→ **Supplied information**
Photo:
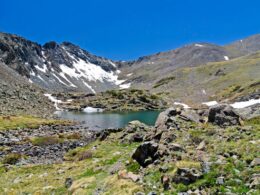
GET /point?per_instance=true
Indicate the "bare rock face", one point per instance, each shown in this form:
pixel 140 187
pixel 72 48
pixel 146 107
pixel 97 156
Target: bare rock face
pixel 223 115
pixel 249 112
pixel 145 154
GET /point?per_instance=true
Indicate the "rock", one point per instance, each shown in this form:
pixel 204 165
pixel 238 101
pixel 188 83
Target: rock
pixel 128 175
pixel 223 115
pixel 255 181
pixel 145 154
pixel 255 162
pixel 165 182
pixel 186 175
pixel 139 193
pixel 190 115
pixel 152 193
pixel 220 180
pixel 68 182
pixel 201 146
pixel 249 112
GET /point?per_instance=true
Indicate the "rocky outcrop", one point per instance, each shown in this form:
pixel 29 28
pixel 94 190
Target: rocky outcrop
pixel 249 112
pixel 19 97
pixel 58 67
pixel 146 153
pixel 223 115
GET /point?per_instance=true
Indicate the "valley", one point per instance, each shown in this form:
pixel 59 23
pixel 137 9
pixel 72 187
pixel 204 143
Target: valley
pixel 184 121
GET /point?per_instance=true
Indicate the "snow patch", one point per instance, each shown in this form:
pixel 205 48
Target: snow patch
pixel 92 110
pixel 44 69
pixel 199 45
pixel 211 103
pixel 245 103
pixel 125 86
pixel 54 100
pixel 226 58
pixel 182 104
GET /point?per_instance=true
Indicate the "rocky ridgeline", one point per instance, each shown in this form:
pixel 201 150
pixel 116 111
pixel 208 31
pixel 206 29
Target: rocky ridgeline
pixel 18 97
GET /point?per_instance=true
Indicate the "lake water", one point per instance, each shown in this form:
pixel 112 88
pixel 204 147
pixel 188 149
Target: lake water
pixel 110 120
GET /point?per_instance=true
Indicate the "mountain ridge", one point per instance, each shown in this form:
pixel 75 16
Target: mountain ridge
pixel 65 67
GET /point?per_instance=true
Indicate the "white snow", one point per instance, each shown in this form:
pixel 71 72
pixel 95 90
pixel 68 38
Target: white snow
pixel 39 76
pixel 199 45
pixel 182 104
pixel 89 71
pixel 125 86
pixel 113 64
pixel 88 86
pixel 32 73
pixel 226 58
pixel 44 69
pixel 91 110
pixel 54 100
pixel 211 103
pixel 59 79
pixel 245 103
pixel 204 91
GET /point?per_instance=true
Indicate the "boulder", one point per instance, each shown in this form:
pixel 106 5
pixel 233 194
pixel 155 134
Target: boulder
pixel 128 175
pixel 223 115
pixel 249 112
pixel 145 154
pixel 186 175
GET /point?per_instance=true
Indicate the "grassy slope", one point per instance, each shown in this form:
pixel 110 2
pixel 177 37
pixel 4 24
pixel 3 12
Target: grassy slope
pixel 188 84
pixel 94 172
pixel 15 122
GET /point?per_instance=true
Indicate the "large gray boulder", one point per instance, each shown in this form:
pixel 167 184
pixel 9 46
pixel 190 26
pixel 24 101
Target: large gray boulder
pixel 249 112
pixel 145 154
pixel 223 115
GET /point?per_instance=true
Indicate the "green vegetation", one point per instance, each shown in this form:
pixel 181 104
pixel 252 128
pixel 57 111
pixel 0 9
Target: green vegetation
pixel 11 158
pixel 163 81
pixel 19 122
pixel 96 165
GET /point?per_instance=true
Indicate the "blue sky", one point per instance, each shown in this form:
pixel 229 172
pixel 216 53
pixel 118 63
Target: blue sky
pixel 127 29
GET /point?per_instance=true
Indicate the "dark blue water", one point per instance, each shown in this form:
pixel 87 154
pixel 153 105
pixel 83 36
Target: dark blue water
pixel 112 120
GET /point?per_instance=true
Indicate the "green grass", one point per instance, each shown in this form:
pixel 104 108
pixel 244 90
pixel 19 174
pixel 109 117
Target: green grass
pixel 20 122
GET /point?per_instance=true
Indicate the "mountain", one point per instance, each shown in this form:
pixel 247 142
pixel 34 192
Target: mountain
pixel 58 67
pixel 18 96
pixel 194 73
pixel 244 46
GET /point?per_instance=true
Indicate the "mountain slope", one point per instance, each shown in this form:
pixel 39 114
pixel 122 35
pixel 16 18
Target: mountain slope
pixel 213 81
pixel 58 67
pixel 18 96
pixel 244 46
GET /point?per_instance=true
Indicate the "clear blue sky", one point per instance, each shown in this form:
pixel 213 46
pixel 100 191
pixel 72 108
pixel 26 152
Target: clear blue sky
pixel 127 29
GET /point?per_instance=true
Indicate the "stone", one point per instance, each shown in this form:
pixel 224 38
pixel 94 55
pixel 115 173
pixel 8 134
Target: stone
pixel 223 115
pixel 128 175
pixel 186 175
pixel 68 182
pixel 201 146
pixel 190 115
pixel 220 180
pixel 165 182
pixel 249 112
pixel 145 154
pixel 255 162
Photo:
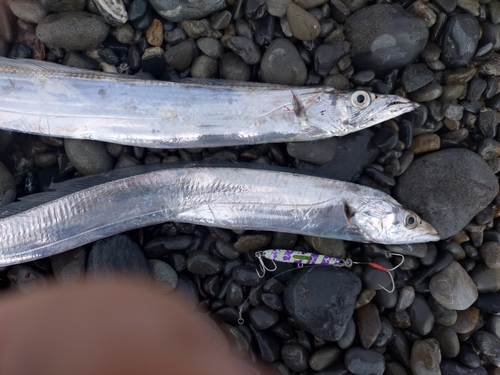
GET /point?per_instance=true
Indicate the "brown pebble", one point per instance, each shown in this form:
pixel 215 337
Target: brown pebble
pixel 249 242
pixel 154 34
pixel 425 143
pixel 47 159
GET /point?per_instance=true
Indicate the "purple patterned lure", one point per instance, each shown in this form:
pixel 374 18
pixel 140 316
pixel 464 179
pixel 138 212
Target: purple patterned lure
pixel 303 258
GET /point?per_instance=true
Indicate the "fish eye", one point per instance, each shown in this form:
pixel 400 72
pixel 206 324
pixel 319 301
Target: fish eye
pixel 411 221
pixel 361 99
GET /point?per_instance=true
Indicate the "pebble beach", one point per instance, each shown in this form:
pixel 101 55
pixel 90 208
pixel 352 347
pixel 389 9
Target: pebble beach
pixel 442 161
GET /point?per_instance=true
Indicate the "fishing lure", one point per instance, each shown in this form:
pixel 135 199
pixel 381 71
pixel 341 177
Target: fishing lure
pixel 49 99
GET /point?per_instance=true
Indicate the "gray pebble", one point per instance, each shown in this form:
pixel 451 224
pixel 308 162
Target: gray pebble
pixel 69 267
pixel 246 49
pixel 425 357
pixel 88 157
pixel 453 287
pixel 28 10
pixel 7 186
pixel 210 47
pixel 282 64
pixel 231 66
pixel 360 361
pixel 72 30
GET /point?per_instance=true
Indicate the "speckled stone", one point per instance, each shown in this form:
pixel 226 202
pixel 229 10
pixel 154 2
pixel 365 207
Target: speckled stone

→ **Required task**
Copy out every row above word for word, with the pictures left out.

→ **Task solution**
Photo:
GET /point?per_instance=true
Indicate the "bare rock face", one point per instance, each shown in this form:
pixel 140 187
pixel 72 48
pixel 146 107
pixel 97 156
Target: bare rock face
pixel 223 115
pixel 249 112
pixel 145 154
GET /point?per_instance=true
Indicate the "rock", one point per instance, each shown in this form:
pixel 204 165
pixel 238 101
pixel 188 83
Target: rock
pixel 128 175
pixel 223 115
pixel 255 181
pixel 145 154
pixel 255 162
pixel 165 182
pixel 186 175
pixel 139 193
pixel 190 115
pixel 152 193
pixel 220 180
pixel 68 182
pixel 201 146
pixel 249 112
GET /point?per_instance=true
Indicate the "rocky outcrop", one point per instance, each shown in this form:
pixel 29 28
pixel 94 190
Target: rocky outcrop
pixel 249 112
pixel 19 97
pixel 58 67
pixel 146 153
pixel 223 115
GET /point?per_instance=true
Indicate the "valley", one point per instance, each shown in this form:
pixel 59 23
pixel 137 9
pixel 72 187
pixel 204 143
Target: valley
pixel 184 121
GET /point?per_instance=true
Indicate the "snow patch", one point per instance, each shown in this form:
pixel 205 48
Target: snow patch
pixel 92 110
pixel 44 69
pixel 199 45
pixel 211 103
pixel 245 103
pixel 125 86
pixel 54 100
pixel 226 58
pixel 182 104
GET /point?per_instance=true
Indicate the "rocky ridgeline", one point per instance, each shown in this form:
pixel 201 150
pixel 116 111
pixel 208 31
pixel 206 29
Target: rocky ridgeline
pixel 18 97
GET /point?per_instance=true
Indicate the "lake water", one point per instance, each shown in this form:
pixel 112 88
pixel 204 147
pixel 188 149
Target: lake water
pixel 110 120
GET /point?per_instance=true
Indicate the "mountain ridge", one point per instance, each shown in this form:
pixel 75 16
Target: mountain ridge
pixel 65 67
GET /point?per_instance=true
Indicate the "white snow", one point per instance, each shown in this form:
pixel 71 72
pixel 95 90
pixel 68 38
Target: white snow
pixel 39 76
pixel 199 45
pixel 182 104
pixel 89 71
pixel 125 86
pixel 113 64
pixel 88 86
pixel 32 73
pixel 226 58
pixel 44 69
pixel 91 110
pixel 54 100
pixel 211 103
pixel 59 79
pixel 245 103
pixel 204 91
GET /point?per_instance=true
Indicate the "boulder", one point per instance, each shown in this form:
pixel 106 5
pixel 233 194
pixel 155 134
Target: boulder
pixel 128 175
pixel 223 115
pixel 249 112
pixel 145 154
pixel 186 175
GET /point?per_instance=true
Indicate the "grassy slope", one point per instance, each shown in this form:
pixel 110 2
pixel 177 37
pixel 4 24
pixel 3 12
Target: grassy slope
pixel 188 84
pixel 94 172
pixel 15 122
GET /point?per_instance=true
Indicate the "large gray boulder", one point per instance, each shown in this form:
pixel 167 184
pixel 9 46
pixel 190 26
pixel 24 101
Target: large gray boulder
pixel 249 112
pixel 145 154
pixel 223 115
GET /point?per_instance=true
Indicate the "green vegetation", one point per instance, each shown in this form:
pixel 181 104
pixel 252 128
pixel 57 111
pixel 0 9
Target: green vegetation
pixel 11 158
pixel 163 81
pixel 19 122
pixel 96 165
GET /point?per_instance=true
Indicate the "blue sky", one point per instance, each shown in this form:
pixel 229 172
pixel 216 53
pixel 118 63
Target: blue sky
pixel 127 29
GET /point?per_instance=true
Indicate the "dark blue water", one point per instance, each shown in this form:
pixel 87 154
pixel 153 105
pixel 83 36
Target: dark blue water
pixel 112 120
GET /point?per_instance=true
Indicate the "green grass", one point per instance, each shown in this form:
pixel 104 108
pixel 244 90
pixel 19 174
pixel 109 117
Target: green grass
pixel 20 122
GET /point?per_instance=true
Indicate the "mountain", one point per instance, each shown in this form:
pixel 247 142
pixel 34 192
Target: mountain
pixel 58 67
pixel 18 96
pixel 194 73
pixel 244 46
GET /point?per_instance=true
Indicate the "mountain slope", one point per instance, each shown in this form:
pixel 39 114
pixel 122 35
pixel 16 18
Target: mountain slope
pixel 213 81
pixel 58 67
pixel 18 96
pixel 244 46
GET /point?per_instance=true
Indicate the "clear blue sky", one point per instance, each shown in this form:
pixel 213 46
pixel 100 191
pixel 72 108
pixel 26 152
Target: clear blue sky
pixel 127 29
GET /point?per_instance=true
Indicate the "stone", one point per instance, each shown in this form:
pixel 224 38
pixel 94 55
pixel 115 173
pixel 8 134
Target: stone
pixel 223 115
pixel 128 175
pixel 186 175
pixel 68 182
pixel 201 146
pixel 190 115
pixel 220 180
pixel 165 182
pixel 249 112
pixel 145 154
pixel 255 162
Photo:
GET /point?per_instance=true
Indicate the "brown pebble", one point per instance, each shown in this form:
pixel 215 337
Target: brown pebble
pixel 249 242
pixel 154 34
pixel 425 143
pixel 47 159
GET /point?per_instance=true
Indicate the "purple patterned lure", one point per instance, each shown in this form:
pixel 374 18
pixel 140 316
pixel 464 179
pixel 138 212
Target: purple patterned lure
pixel 303 258
GET /point?per_instance=true
Indicate the "fish eye", one point per instance, each shown in this form:
pixel 400 72
pixel 206 324
pixel 319 301
Target: fish eye
pixel 411 221
pixel 361 99
GET /point?per_instance=true
Indicate the "pebble beach", one point per instance, each shown in this form:
pixel 101 55
pixel 90 208
pixel 352 347
pixel 389 9
Target: pebble beach
pixel 442 161
GET /point?per_instance=true
Indicate the "fishing lure", one point per instance, each shown in this form:
pixel 135 199
pixel 381 71
pixel 341 177
Target: fishing lure
pixel 49 99
GET /point?per_instance=true
Indicate the "gray pebble", one point per instance, each shown in this form:
pixel 451 224
pixel 308 162
Target: gray pebble
pixel 69 267
pixel 246 49
pixel 425 357
pixel 88 157
pixel 453 287
pixel 28 10
pixel 7 186
pixel 210 47
pixel 282 64
pixel 231 66
pixel 360 361
pixel 72 30
GET /point?per_instance=true
Indicate the "speckled stone", one point per instance, each shown in this form:
pixel 226 202
pixel 229 10
pixel 154 2
pixel 365 207
Target: speckled stone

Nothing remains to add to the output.